--- Start ---

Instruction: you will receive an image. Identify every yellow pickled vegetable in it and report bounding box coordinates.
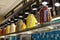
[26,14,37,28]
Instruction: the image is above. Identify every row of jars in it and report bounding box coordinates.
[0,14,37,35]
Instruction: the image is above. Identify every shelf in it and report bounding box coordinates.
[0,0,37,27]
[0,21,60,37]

--- End ---
--- Start ---

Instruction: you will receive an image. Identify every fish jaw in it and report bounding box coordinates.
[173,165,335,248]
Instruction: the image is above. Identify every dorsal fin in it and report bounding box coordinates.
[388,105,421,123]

--- End ---
--- Start ---

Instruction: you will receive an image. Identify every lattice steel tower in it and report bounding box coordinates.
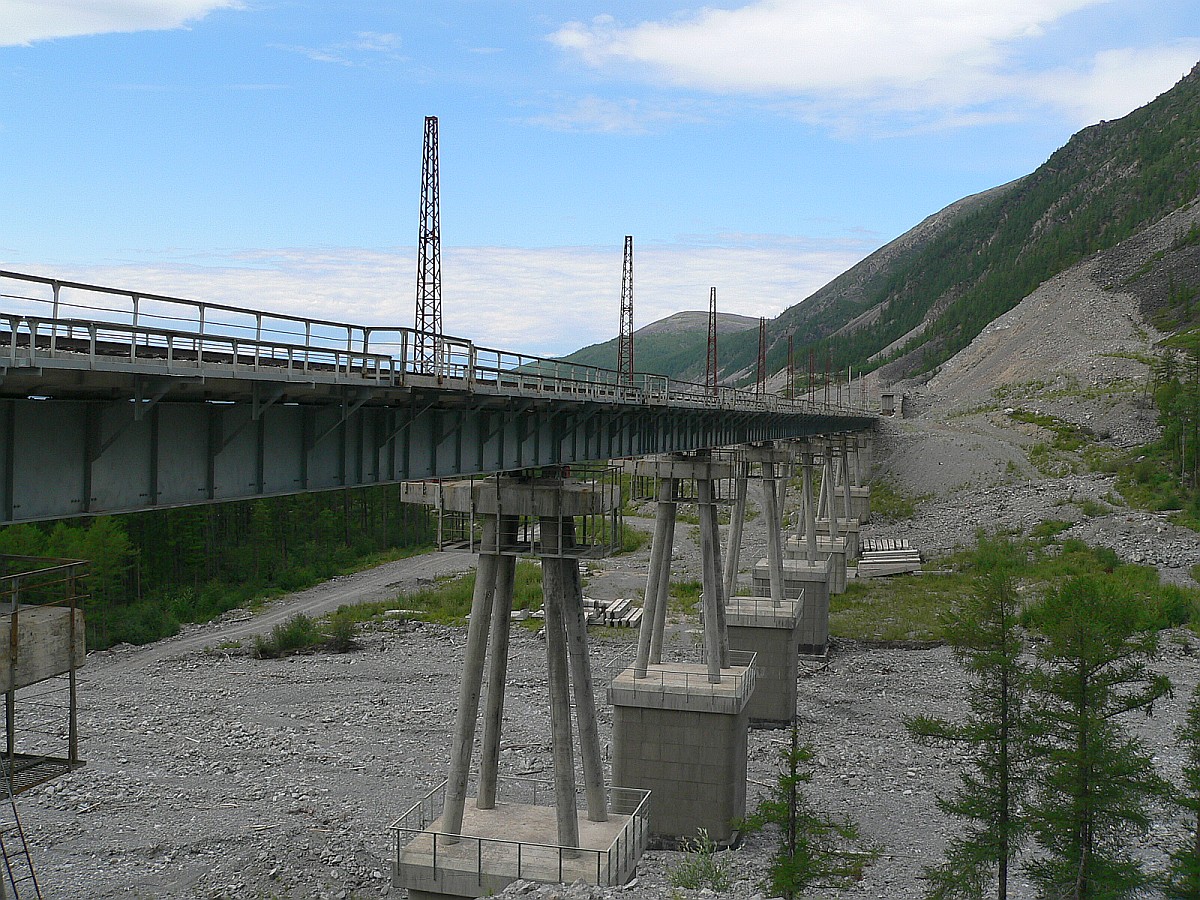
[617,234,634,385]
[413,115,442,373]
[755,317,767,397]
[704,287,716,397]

--- End ---

*WRITTEN PROBLEM*: Quote the listing word for word, starting at the line that contains "Instruction: you will receive an image. Identify every fish" and ending at the line that contains "[388,105,421,123]", with both of those lines included.

*WRITTEN SOLUTION*:
Instruction: you will receive an image. Identify every fish jaw in it and report bounding box coordinates.
[173,165,335,248]
Instruction: the image is above. Identify every dorsal fin in it and report bounding box coordinates.
[388,105,421,123]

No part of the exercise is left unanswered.